--- Task brief ---
Please continue the discussion below about the color of the Sun, picking up after its last sentence.

--- Passage ---
>>

I think the confusion arises because because people (the author of the article included) confuse "color" and "spectral color". Spectral colors are what you when you look at light of a single wavelength, e.g. a green 520nm laser pointer. Not all colors are spectral colors, e.g. you'll see purple if you look at a source that produces 600nm and 450nm light, which is a color that can't be produced by any single wavelength.
Coming back to the color of the sun, it (the sun + the atmosphere) emits light over a range of wavelengths, which we usually perceive as white.
Most people describe it as yellow, and if you google image search for "sun", most of them range from orange to yellow. Though it actually covers the full visual spectrum, much of the blue gets scattered, making the sky blue and the sun yellow.
Yes, it's white. In space, and from the ground when it's not near the horizon, under almost all atmospheric conditions.
As for the confusion... oh my, such a rich area.
The Stanford Solar Center outreach site[1] could be a fun place to start. It manages "It is a common misconception that the Sun is yellow, or orange or even red." On a site heavily themed in, yes, yellow and orange and red. Other outreach sites don't even manage that warning, despite similar colors. It then continues with a common color misconception "However, the Sun is essentially all colors mixed together, which appear to our eyes as white." Followed by a miscolored ground spectrum[2], of which there's a diversity[3], on a page named GreenSun, reflecting a misconception that ground irradiance spectrum peaks in green (rather than 490 nm cyan/blue), and another misconception that spectrum peak determines object color, and thus another that the Sun is in some sense green.

<<

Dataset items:
>>

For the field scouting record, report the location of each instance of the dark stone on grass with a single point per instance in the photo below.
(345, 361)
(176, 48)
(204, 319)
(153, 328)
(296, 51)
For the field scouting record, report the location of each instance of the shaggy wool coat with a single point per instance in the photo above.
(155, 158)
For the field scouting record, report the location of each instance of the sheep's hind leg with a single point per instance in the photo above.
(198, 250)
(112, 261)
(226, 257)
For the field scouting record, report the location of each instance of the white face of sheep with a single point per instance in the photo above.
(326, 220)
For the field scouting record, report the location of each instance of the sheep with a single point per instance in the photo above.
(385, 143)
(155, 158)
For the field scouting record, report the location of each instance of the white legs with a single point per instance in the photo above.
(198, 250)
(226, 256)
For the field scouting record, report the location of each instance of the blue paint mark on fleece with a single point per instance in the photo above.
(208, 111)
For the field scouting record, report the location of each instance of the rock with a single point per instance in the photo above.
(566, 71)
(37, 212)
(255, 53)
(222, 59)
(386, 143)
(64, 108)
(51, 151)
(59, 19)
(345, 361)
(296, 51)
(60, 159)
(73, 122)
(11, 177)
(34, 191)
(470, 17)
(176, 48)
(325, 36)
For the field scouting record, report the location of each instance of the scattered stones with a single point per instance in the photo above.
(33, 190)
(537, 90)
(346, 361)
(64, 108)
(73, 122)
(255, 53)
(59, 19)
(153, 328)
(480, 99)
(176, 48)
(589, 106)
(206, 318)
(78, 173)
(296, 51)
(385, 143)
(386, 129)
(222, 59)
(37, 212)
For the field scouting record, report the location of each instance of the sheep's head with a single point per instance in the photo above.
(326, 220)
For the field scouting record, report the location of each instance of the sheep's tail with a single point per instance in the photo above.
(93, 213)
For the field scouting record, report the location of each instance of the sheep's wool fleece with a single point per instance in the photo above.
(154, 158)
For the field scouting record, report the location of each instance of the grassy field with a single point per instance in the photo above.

<<

--- Task output ---
In US popular culture, Sun color is yellow[4]. And that's pervasively used in K-12 astronomy and earth sciences illustrations, competing with orange.[5]
Astronomy textbooks, including the top 10-ish introductory astronomy college texts (thanks Library Genesis!), similarly use yellow. This is reinforced by "G2 class yellow star", while failing to mention that classification's blue "white"-point (Vega). And further reinforced by a diversity of aphysically colored H-R diagrams.[6]
We've known Sun color for a century, had detailed limb darkening and tint numbers for decades, and now years of intensive effort on stellar atmospheres in support of occultation and exoplanet work. And science education content manages to remain decoupled from all of that.
Confusion... sigh. There's a physics education research line, "if you think your lectures are working, your assessment also isn't". I'd extend it to "if you think your science students, content, and instructors, aren't deeply steeped in misconceptions, then your knowledge of your field's education research also is". Confused mess doesn't begin to cover it. The juxtaposition of good caring people putting in lots of (tragically not-broadly-collaborative) effort, with baseline that's so very ghastly... sigh.
If you know of anyone/project/lab/forum/etc with an interest in speculative exploring "what might science education conceptions/progressions/interactives look like if they weren't a disaster?", even if, as with Sun color, there's little hope of fixing it any year soon, I'd very much appreciate hearing of them. Thanks!
Coming back to the color of the sun, it (the sun + the atmosphere) emits light over a range of wavelengths, which we usually perceive as white.